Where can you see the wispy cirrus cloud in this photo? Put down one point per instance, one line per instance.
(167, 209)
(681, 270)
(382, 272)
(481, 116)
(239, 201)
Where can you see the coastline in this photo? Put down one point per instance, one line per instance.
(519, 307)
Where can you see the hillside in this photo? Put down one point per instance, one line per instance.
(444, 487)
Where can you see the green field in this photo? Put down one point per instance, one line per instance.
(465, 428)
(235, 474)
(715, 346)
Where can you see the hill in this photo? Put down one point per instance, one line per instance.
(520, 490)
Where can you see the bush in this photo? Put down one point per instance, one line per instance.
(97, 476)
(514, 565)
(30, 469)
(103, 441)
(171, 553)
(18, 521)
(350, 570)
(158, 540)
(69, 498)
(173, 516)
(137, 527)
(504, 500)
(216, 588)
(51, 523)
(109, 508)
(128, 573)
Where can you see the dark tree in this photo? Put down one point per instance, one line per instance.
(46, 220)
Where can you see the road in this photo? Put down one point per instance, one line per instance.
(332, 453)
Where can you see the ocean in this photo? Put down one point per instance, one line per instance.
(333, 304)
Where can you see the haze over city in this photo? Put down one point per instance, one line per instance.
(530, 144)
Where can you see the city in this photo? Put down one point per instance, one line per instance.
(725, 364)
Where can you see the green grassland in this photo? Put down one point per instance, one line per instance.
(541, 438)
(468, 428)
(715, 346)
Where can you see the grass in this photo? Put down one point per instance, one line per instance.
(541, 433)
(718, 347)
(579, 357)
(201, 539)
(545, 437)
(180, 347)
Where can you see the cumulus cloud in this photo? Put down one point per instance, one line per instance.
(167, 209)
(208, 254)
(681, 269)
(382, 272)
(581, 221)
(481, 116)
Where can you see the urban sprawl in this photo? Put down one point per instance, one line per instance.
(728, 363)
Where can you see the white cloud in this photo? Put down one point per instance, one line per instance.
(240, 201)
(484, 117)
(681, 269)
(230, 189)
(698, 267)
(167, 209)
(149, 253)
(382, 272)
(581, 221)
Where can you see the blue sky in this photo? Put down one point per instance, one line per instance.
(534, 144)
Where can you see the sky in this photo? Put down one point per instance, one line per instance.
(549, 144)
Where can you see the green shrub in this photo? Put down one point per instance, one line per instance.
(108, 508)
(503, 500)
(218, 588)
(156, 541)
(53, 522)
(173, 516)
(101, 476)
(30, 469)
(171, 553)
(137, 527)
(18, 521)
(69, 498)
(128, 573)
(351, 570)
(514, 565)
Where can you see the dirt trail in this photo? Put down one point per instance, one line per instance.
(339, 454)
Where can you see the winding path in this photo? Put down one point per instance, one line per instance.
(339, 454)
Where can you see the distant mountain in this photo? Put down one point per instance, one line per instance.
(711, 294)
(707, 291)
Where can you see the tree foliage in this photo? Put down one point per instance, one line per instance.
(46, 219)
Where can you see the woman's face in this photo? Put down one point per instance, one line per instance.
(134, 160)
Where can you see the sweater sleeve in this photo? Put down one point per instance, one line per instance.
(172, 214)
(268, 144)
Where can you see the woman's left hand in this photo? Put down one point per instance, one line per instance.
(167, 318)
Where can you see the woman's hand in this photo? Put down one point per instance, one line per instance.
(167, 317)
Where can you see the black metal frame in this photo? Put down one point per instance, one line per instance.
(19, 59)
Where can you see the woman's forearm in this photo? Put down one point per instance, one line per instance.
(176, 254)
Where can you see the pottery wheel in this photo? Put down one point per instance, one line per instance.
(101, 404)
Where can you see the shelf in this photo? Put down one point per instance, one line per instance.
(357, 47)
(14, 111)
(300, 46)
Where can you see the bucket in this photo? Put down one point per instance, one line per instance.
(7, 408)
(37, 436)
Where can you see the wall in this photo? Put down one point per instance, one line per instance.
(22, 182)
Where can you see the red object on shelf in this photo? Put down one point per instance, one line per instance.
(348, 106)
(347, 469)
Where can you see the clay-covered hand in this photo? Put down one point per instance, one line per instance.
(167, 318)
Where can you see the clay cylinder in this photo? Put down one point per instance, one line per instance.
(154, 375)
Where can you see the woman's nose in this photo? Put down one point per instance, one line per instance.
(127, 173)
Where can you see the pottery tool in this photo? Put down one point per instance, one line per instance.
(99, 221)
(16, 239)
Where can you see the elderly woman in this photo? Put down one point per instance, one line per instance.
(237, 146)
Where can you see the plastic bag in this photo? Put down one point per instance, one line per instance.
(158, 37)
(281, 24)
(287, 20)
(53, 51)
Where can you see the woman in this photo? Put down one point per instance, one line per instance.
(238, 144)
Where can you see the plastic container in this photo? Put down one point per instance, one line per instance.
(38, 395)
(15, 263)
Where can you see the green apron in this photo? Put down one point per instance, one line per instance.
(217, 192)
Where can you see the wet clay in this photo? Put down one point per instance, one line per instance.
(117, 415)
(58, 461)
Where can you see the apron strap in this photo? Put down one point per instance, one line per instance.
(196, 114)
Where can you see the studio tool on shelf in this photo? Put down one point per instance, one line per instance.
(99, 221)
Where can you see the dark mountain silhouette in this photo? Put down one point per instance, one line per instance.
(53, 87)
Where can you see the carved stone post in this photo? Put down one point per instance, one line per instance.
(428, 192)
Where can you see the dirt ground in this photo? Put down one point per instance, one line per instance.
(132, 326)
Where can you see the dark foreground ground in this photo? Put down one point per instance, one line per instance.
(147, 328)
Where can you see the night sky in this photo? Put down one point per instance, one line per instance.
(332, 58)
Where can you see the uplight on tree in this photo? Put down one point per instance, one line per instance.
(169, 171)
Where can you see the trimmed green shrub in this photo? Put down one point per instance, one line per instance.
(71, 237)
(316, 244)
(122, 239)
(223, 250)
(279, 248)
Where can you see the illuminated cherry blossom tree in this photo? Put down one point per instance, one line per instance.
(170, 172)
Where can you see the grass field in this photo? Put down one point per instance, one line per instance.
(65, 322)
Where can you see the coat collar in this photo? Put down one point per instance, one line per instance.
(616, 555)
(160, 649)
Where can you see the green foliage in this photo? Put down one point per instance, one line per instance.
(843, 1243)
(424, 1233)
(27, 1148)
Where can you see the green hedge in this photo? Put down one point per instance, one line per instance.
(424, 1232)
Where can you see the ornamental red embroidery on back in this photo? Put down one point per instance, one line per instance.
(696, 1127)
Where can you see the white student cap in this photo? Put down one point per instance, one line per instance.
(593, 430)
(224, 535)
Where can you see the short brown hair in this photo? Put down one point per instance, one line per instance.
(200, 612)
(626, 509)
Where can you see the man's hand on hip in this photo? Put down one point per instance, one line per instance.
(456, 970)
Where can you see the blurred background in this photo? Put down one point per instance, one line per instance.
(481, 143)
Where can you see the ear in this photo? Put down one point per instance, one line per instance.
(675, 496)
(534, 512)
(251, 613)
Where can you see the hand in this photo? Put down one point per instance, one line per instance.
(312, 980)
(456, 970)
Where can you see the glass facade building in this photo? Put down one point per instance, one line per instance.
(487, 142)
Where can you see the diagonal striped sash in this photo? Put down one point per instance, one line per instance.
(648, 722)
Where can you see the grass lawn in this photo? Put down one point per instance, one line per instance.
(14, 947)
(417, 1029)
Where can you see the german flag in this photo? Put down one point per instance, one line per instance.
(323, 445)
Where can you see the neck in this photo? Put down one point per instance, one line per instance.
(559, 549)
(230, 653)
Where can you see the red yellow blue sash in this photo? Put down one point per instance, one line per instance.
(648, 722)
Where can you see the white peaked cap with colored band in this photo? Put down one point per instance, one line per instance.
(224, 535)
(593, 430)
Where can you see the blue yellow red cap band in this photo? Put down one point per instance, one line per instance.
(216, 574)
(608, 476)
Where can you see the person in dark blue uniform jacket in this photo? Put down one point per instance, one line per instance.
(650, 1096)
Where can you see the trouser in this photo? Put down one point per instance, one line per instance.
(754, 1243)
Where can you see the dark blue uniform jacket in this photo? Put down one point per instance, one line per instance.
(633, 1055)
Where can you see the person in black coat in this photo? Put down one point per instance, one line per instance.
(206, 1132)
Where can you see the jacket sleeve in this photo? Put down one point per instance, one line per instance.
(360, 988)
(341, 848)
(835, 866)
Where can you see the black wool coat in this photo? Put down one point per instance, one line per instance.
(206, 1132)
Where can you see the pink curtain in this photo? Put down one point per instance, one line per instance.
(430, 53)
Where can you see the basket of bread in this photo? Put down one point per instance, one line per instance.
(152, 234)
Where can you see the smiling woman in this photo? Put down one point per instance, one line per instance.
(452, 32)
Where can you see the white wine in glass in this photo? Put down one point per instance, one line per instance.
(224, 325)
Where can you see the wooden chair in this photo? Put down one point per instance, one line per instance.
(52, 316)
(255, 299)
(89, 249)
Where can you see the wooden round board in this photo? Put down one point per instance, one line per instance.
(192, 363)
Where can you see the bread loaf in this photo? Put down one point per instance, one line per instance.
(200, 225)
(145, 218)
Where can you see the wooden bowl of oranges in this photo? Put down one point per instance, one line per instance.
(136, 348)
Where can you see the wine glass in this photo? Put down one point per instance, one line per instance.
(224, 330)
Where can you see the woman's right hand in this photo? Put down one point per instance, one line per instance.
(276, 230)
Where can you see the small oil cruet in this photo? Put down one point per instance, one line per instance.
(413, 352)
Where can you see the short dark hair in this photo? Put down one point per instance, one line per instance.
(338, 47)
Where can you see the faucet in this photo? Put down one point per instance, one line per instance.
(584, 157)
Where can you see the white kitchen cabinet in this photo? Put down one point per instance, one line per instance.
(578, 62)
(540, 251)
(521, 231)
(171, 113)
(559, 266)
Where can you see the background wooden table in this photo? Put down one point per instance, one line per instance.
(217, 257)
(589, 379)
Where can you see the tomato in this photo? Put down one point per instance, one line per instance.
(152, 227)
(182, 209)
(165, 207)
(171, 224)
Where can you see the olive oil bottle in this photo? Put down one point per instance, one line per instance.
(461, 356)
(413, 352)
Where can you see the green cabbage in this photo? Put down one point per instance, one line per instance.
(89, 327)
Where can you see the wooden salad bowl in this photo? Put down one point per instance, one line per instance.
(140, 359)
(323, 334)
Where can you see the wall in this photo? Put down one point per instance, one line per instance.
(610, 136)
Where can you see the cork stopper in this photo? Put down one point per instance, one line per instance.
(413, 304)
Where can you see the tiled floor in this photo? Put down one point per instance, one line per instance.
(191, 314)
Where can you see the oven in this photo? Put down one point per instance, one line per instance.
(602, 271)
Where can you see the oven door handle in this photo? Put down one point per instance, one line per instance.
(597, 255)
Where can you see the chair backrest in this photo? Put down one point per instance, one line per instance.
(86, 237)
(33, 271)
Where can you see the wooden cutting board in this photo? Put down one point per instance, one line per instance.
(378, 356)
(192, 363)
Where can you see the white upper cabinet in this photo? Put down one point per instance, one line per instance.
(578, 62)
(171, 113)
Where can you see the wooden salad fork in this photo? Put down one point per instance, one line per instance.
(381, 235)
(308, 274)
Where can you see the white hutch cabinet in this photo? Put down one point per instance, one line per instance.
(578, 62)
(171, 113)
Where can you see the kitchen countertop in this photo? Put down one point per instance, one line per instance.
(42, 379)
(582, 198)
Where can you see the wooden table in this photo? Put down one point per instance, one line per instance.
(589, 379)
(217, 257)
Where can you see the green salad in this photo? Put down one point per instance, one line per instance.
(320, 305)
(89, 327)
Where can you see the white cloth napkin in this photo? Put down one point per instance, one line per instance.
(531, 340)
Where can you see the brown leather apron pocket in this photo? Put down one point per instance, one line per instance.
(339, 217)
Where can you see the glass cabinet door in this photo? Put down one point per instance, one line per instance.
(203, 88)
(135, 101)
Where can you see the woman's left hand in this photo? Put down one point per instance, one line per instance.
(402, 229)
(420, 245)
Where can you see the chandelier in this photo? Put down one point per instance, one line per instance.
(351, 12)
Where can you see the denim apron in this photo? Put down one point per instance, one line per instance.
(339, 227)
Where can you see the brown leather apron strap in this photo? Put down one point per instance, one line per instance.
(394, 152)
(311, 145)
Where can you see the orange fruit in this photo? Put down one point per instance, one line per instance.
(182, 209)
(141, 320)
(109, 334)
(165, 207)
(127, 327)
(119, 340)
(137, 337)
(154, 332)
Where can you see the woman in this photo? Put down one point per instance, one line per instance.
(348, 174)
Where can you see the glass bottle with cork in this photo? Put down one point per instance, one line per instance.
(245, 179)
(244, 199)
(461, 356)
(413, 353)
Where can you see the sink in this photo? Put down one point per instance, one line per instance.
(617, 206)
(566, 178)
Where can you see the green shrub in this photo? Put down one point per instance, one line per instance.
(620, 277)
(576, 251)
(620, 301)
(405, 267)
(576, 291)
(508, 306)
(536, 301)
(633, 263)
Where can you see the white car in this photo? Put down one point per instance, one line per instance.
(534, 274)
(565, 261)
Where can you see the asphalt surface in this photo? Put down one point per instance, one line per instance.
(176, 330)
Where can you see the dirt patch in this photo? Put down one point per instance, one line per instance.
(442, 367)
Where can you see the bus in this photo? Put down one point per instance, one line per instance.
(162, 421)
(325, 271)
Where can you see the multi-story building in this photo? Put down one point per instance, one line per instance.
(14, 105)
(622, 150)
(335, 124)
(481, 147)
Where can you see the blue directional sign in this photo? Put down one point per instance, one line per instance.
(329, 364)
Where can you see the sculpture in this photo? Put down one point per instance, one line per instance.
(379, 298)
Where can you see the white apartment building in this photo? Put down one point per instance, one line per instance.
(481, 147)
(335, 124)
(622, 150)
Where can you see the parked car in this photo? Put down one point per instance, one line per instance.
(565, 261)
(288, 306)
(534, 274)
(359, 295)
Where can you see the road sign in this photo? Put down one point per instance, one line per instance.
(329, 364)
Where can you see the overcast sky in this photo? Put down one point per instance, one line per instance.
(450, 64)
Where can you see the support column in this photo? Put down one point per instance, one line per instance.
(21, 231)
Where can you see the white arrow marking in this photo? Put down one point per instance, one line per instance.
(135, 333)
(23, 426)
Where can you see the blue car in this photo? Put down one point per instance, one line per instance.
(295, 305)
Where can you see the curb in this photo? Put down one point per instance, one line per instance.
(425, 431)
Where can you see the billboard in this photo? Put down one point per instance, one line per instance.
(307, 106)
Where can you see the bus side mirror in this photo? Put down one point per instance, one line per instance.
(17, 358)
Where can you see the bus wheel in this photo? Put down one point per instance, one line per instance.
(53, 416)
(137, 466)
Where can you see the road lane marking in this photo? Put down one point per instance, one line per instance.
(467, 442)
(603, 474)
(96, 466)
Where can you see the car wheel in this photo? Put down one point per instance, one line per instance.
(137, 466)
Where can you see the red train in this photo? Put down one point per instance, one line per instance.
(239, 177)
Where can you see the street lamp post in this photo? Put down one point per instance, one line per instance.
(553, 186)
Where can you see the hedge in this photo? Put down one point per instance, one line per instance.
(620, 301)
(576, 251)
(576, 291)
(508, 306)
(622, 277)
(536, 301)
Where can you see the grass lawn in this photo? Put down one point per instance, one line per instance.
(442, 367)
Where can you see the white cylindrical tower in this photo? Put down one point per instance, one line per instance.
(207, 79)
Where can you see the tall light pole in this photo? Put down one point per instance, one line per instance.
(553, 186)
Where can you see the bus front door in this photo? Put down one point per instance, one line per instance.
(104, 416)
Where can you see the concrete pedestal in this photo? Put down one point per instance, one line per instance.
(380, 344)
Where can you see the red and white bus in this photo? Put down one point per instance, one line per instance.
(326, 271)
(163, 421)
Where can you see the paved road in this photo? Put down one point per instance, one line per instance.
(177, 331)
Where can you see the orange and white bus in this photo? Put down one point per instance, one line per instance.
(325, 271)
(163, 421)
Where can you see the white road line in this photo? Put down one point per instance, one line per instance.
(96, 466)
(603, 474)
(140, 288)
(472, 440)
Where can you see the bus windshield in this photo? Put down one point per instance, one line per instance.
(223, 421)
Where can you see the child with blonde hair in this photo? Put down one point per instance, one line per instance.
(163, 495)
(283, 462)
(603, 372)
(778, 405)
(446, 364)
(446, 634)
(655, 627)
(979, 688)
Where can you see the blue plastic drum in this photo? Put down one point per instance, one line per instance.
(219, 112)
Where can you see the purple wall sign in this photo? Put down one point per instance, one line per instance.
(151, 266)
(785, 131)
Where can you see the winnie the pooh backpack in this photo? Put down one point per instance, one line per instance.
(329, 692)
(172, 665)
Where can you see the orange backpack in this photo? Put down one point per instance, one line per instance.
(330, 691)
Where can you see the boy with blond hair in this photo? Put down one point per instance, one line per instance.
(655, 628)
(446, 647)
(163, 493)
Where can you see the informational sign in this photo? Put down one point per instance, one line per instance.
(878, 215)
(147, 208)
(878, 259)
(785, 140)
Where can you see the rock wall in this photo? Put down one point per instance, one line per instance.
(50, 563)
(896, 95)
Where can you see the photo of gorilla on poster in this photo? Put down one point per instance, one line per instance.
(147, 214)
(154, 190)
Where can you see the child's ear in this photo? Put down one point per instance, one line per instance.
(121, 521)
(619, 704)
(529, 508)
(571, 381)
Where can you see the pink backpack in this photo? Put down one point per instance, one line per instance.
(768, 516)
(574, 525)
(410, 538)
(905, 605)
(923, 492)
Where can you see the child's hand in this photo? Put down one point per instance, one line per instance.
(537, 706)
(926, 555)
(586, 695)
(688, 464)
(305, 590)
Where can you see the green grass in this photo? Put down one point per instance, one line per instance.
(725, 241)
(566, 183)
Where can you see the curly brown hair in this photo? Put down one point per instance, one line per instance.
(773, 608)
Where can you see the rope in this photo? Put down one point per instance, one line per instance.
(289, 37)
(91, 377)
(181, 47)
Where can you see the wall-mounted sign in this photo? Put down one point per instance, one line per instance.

WRITTEN INSTRUCTION
Copy out everything in the records from the line containing "Where can you see the diagonal" down to the line containing "(633, 1055)", both lines included. Leave every line that asks where to put points unchanged, and multiply each coordinate in the answers by 0.9, rounding to whole numbers with halves going up.

SOLUTION BELOW
Where can you see the diagonal striped sash in this photo? Put down one point per instance, one line per instance.
(583, 650)
Where can you see the grass lawn in this photo? Put down one point per instance, one line per instance.
(13, 852)
(375, 926)
Where can you see the german flag in this photo? Put down one point per instance, one line per instance.
(291, 401)
Where can you see the neck in this photo? Put down one point per instance, one line per instance.
(503, 494)
(207, 588)
Where can you see the red yellow blue sash in this photo? Put down one point per instance, one line per instance.
(583, 650)
Where can you see the white peaked cap with colored band in this photo? Put down one point per instance, one line per instance.
(202, 482)
(534, 387)
Where can you see the blue yellow red cap band in this photo? Put down one point per instance, one line per instance.
(194, 517)
(547, 428)
Where can you see the person in dark blue uniform jacket in this photo? Put down one point per instance, one line per instance.
(585, 986)
Where can you see the trouser in this photo? Put down one point per instance, one line per instance.
(679, 1119)
Where can you see the dark blue uniform jacket in this photo? Put down one point per instance, one line per instance.
(570, 950)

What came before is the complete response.